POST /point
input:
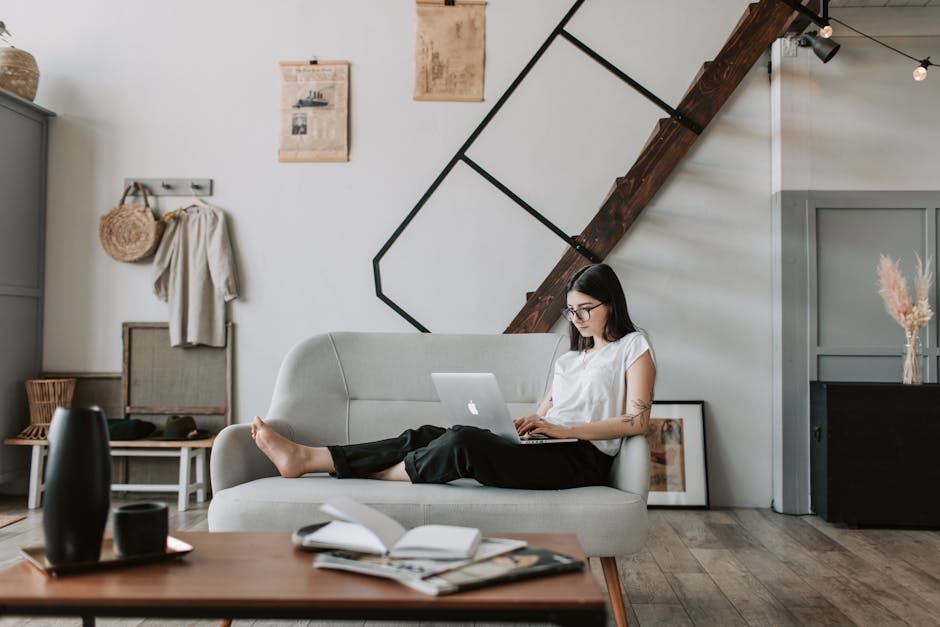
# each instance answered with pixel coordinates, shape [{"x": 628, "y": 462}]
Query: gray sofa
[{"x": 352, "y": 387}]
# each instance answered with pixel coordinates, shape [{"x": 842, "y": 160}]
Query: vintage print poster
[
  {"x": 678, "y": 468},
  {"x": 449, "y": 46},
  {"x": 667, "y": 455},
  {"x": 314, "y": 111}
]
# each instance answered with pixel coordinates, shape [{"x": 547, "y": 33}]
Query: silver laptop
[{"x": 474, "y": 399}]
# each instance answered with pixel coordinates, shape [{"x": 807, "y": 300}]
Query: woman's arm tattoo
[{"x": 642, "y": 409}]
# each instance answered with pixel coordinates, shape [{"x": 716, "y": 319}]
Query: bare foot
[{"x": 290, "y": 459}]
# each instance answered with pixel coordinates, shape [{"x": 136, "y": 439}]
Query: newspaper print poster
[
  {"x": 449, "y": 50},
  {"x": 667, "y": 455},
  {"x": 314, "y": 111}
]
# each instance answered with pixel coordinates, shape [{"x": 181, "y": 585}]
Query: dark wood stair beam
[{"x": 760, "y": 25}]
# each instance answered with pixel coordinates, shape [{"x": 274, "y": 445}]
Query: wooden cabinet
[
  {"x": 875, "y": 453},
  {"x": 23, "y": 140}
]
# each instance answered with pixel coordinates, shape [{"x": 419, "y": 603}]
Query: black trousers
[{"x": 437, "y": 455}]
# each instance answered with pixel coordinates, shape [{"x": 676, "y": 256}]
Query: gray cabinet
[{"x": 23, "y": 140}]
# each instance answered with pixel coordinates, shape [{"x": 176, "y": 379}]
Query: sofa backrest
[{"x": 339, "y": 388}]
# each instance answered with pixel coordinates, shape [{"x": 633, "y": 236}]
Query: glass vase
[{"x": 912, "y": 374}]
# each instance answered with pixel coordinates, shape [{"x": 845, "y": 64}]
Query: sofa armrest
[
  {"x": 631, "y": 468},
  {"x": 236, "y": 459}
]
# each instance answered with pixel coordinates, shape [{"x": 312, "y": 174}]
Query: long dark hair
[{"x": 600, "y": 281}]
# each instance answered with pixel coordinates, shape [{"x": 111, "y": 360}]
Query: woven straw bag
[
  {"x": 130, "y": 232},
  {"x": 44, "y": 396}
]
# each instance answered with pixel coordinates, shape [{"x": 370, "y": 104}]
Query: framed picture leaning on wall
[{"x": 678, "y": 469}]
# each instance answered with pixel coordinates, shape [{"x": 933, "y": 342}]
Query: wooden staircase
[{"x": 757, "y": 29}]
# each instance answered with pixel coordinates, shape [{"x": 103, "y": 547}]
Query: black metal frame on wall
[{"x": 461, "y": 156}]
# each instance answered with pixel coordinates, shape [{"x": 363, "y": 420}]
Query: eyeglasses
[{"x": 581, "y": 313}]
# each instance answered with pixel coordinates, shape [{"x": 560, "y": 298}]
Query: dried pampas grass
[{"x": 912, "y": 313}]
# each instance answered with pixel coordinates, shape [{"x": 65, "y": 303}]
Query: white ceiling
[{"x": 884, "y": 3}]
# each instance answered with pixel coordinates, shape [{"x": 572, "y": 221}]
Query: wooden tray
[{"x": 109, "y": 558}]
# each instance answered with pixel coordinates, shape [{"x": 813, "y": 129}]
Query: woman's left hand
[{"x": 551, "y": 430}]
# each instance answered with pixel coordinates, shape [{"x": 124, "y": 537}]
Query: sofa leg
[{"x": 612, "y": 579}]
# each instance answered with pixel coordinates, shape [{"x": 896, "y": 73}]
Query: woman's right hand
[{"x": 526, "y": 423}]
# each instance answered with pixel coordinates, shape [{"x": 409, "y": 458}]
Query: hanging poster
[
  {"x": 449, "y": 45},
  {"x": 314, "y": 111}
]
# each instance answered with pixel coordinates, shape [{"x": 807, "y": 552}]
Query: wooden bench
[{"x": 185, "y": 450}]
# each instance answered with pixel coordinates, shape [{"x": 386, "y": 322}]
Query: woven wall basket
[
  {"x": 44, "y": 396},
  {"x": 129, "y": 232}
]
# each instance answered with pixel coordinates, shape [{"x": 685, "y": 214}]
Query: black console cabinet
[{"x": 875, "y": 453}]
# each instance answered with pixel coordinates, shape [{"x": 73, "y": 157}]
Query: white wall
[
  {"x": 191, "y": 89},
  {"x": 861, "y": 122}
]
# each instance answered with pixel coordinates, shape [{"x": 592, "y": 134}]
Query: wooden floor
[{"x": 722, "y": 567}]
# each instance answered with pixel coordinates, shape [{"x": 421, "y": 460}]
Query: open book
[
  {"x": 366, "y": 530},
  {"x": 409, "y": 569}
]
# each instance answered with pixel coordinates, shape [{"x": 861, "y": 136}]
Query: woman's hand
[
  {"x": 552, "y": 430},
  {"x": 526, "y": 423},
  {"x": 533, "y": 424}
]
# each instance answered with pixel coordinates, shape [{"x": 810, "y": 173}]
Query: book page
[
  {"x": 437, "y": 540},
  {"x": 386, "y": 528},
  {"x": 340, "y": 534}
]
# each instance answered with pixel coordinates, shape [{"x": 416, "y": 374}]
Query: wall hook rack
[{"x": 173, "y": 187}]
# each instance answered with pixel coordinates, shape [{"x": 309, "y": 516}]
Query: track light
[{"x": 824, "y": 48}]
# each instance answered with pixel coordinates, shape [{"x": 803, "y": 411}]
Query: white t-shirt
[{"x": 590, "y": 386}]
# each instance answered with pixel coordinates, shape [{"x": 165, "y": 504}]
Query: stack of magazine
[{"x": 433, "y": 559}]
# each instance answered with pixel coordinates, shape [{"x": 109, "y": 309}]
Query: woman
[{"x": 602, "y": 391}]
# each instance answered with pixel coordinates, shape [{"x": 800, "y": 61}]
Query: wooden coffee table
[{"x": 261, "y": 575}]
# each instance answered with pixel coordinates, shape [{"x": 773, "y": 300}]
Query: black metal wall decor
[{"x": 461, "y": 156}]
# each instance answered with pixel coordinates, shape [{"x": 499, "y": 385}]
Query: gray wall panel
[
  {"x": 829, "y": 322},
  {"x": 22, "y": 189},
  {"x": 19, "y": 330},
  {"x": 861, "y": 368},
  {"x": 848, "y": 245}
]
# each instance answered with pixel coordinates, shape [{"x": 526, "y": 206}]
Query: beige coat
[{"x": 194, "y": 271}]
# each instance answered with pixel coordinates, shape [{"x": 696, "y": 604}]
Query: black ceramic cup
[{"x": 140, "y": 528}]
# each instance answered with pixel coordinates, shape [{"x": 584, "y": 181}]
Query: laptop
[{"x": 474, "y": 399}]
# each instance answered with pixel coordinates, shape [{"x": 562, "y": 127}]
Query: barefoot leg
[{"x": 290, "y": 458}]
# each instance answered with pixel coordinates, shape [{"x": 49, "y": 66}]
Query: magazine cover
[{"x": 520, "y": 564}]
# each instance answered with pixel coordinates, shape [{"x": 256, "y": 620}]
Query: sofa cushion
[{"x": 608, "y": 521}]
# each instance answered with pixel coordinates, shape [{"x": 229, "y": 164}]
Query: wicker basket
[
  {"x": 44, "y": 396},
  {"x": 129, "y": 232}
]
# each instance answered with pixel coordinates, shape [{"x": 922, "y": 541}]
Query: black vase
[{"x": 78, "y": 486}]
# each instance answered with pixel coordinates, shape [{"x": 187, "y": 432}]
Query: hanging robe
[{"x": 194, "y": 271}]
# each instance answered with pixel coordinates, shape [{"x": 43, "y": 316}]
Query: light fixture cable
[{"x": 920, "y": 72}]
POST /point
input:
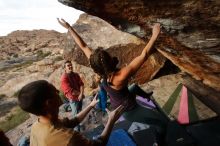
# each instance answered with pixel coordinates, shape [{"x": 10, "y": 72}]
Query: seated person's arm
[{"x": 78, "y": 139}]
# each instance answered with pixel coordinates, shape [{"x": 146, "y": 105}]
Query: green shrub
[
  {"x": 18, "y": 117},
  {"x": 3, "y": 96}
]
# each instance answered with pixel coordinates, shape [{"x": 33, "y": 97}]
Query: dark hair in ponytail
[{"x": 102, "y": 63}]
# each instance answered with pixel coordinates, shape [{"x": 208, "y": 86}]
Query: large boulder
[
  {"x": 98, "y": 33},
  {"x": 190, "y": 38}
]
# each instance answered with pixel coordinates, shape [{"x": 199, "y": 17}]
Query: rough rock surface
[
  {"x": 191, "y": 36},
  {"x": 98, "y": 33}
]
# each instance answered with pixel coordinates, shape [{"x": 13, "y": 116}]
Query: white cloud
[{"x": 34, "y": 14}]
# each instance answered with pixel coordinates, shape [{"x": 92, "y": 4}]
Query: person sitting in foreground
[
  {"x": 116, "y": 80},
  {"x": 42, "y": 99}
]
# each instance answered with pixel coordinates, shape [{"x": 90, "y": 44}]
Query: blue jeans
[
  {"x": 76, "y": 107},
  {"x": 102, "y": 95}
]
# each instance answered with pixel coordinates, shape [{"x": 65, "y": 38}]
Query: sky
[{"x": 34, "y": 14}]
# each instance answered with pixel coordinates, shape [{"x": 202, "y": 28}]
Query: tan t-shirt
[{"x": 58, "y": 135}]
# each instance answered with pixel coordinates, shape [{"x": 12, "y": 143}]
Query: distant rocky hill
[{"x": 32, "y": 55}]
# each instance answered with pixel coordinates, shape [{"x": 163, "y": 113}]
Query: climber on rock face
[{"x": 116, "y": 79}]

..............................

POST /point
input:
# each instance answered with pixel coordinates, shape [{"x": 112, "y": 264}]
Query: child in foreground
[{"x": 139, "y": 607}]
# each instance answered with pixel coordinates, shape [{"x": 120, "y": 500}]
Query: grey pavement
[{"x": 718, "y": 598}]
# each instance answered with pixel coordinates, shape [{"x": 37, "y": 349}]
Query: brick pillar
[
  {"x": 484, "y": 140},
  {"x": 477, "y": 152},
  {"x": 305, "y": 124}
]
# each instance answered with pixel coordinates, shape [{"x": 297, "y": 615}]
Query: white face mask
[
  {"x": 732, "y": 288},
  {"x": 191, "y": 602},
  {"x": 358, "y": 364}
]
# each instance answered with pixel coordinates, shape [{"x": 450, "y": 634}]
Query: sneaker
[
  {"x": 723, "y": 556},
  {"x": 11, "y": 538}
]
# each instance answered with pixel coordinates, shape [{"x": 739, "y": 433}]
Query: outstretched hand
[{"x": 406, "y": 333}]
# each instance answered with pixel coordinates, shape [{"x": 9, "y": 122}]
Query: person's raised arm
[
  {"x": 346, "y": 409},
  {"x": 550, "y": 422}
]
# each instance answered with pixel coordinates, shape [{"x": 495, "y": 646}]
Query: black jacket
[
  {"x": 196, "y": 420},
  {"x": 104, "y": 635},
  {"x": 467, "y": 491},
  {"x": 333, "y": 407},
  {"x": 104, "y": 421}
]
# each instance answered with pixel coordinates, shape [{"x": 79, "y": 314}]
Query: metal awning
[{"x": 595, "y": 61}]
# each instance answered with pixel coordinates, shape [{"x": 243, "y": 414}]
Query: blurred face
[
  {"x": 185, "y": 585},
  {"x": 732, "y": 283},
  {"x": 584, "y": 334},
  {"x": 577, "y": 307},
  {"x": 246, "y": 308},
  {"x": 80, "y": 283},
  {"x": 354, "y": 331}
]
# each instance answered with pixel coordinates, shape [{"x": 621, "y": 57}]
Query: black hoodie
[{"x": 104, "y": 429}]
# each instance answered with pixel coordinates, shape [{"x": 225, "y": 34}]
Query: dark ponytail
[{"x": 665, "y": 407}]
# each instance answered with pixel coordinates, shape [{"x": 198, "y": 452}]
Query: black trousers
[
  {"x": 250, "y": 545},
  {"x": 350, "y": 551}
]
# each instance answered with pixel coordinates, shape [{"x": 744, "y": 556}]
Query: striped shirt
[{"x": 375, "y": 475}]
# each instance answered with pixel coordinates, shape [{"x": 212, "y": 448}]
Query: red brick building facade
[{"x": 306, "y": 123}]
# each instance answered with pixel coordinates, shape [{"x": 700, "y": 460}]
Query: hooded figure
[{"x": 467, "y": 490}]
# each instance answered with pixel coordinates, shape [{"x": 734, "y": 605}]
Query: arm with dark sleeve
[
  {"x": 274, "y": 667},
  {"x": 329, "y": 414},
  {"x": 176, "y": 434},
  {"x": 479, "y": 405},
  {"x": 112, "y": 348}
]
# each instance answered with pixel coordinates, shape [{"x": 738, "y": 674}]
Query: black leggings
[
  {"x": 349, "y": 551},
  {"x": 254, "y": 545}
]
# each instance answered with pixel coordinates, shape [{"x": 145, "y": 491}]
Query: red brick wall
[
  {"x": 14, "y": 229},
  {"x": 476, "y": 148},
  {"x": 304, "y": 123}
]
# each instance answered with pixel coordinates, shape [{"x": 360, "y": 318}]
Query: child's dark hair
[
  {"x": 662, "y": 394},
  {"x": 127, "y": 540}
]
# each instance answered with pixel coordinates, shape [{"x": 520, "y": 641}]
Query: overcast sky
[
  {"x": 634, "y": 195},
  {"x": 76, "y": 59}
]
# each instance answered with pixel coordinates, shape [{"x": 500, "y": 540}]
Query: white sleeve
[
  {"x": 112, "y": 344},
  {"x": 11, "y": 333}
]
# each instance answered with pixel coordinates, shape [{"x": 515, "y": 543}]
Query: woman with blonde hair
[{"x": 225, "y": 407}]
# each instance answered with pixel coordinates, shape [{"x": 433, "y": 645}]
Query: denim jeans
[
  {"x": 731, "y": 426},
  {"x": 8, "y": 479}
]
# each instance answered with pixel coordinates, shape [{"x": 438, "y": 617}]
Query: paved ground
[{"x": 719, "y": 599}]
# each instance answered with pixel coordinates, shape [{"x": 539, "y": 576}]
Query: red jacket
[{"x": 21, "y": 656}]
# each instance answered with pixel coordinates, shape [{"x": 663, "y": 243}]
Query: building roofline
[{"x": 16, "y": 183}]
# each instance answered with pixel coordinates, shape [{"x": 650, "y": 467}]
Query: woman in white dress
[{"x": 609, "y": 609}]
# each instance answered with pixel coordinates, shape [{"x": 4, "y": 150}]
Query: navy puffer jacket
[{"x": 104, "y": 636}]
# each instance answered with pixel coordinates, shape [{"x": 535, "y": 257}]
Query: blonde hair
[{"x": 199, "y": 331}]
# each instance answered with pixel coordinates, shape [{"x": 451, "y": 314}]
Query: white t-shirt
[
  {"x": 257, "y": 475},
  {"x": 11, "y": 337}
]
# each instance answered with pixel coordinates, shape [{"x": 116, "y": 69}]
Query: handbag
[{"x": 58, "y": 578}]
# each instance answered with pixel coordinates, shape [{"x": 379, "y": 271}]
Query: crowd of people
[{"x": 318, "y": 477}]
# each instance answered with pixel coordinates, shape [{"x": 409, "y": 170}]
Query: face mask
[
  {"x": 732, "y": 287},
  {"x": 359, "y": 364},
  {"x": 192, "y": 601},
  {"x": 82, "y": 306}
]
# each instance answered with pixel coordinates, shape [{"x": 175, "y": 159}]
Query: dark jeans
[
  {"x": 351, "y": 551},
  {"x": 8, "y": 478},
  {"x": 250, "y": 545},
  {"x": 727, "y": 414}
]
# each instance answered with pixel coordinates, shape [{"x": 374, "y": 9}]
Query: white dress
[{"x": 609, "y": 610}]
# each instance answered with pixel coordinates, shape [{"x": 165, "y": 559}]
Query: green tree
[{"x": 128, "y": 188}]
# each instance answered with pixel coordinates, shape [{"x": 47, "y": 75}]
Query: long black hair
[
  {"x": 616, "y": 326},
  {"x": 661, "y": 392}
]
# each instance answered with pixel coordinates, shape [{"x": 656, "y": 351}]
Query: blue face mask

..............................

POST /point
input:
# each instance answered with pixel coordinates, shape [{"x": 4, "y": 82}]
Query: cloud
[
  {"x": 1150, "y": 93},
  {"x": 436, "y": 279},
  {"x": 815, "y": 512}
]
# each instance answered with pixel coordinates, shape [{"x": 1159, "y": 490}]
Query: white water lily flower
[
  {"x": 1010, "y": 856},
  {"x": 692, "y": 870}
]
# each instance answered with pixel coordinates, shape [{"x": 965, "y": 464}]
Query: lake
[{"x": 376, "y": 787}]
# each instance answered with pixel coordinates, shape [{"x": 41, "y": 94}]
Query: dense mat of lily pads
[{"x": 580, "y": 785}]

..............................

Locate every line in the items above that contains the string "print", and copy each of those lines. Treat uppercase and lowercase as different.

WRITTEN SOLUTION –
Query: vintage print poster
Query: newspaper print poster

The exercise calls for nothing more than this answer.